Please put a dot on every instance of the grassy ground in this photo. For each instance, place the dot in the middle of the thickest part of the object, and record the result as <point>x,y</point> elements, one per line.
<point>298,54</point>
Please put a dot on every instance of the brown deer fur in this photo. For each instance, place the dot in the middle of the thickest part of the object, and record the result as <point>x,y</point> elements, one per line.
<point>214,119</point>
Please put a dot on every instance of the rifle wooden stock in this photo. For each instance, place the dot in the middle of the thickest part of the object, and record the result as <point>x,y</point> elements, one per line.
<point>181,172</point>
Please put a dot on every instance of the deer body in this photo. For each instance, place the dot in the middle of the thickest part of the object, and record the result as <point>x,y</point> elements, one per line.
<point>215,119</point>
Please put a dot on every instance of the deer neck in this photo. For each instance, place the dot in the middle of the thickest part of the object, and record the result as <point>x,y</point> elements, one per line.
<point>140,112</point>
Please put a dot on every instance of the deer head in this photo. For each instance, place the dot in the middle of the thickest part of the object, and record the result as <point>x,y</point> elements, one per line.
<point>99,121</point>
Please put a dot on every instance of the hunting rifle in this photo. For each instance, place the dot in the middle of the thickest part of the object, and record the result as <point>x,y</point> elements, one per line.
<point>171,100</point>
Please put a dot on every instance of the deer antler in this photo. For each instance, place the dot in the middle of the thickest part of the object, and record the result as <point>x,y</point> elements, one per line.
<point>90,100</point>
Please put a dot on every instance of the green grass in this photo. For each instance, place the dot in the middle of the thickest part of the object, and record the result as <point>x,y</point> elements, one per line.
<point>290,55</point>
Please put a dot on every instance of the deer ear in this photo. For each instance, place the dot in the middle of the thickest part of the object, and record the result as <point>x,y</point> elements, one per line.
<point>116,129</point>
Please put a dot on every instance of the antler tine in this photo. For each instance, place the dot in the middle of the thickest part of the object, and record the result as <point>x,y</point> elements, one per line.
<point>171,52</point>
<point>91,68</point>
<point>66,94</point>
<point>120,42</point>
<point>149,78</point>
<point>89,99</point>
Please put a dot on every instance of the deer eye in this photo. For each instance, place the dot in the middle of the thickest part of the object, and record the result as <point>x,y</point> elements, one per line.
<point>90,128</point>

--------------------------------

Please output the rows from the line with "Please put a dot on every instance of the rifle" to the line with "<point>181,172</point>" exactly as they appear, with both of those lines included and nothing else.

Task output.
Please put a dot on every instance of the rifle wooden stock in this photo. For each instance, place the dot in the middle of the thickest part of the object, and record the result as <point>x,y</point> elements, one per line.
<point>181,172</point>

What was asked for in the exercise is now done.